▸ **Entries shown**:

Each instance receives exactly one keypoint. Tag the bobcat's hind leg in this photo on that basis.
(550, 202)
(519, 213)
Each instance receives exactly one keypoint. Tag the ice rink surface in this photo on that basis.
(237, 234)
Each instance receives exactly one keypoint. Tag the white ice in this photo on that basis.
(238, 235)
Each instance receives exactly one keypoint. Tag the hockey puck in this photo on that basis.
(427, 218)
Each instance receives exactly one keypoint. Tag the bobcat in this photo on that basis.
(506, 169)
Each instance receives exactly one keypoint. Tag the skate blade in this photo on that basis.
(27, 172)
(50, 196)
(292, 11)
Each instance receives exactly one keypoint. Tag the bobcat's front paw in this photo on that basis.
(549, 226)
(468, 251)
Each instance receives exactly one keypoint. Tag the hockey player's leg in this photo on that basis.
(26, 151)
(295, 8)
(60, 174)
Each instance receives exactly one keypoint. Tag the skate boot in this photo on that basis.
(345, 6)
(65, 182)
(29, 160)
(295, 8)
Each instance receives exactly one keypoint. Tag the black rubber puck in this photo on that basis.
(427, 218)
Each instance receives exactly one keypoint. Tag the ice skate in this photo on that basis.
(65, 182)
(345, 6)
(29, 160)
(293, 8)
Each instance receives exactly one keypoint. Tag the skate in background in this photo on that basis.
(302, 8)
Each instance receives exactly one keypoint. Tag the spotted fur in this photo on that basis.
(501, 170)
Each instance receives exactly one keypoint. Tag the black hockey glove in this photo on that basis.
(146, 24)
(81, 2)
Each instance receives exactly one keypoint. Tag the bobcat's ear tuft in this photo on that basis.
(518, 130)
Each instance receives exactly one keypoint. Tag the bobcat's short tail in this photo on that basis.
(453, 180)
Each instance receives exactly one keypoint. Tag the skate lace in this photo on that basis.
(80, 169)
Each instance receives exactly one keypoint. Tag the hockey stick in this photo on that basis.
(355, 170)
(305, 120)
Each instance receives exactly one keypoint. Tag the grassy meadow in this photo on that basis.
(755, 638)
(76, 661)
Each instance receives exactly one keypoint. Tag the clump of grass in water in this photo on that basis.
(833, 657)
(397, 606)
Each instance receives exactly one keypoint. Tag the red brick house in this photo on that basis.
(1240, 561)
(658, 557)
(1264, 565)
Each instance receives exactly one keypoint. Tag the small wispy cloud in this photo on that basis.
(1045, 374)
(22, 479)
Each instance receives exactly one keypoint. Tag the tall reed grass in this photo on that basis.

▸ **What you should do**:
Verbatim reproduction of the entries is required.

▸ **Result below**:
Each instance receives exactly one keypoint. Tag the bobcat's hind leg in this photo on that basis.
(550, 202)
(519, 213)
Each instance receives exactly one keypoint. Tag the ice rink surface in this photo on that basis.
(237, 234)
Each instance receives exactly one keypoint. Tag the white ice in this photo on that basis.
(238, 235)
Each instance receives exactly one keypoint. Tag the hockey puck in this photo on that basis.
(427, 218)
Each instance receives exactly one keypoint. Tag the bobcat in this photo on that basis.
(506, 169)
Each instance receives exactly one keypoint. Tag the skate blade in this photo on that basis.
(27, 172)
(50, 196)
(292, 11)
Each instance receives exactly one keypoint. Tag the bobcat's front paw in this photo on that basis.
(549, 226)
(468, 251)
Each instance receives exactly one keypoint. Tag the hockey player's leg in this photo on that basis.
(26, 151)
(295, 8)
(60, 174)
Each instance receives exactly one keypoint. Tag the skate boot in this photo on that basis.
(345, 6)
(65, 182)
(29, 160)
(295, 8)
Each instance receives exactly one keypoint. Tag the black rubber puck in this photo on that basis.
(427, 218)
Each instance receives exactly one keypoint. Tag the ice skate in this photo on that basis.
(65, 182)
(345, 6)
(29, 160)
(293, 8)
Each instance receives exactly one keypoint. Tag the skate in background in this photo on that basis.
(302, 8)
Each instance receives exactly one keypoint. Tag the spotted fur in this photo on that basis.
(501, 170)
Each instance receives exactly one keypoint. Tag the black hockey glove in this photo on that basis.
(146, 24)
(81, 2)
Each instance receives exactly one keypoint. Tag the bobcat's ear tuft in this photo on that basis.
(518, 130)
Each instance receives exactly one keypoint. Tag the bobcat's short tail in this photo on that basis.
(453, 180)
Each instance receives exactly one keypoint. Tag the skate lace in this photo on that basis.
(80, 169)
Each instance receives exactly one keypoint. Tag the hockey stick in this photo on that basis.
(355, 170)
(305, 120)
Each instance receives exactly one keypoint. Tag the grassy meadow in this photo on that basis.
(755, 638)
(76, 661)
Each instance receives exactly one keypoint. Tag the clump of grass in water in this photo on that basis.
(833, 657)
(397, 606)
Each instance receives exactly one keypoint. Tag the red brick house in this photo on that basis.
(1240, 561)
(658, 557)
(1264, 565)
Each instance receives exactly one keypoint. Tag the small wispy cloud in this photo on that basis.
(1045, 374)
(22, 479)
Each instance receives exactly one keypoint. Tag the tall reed grass in this photo on that basis.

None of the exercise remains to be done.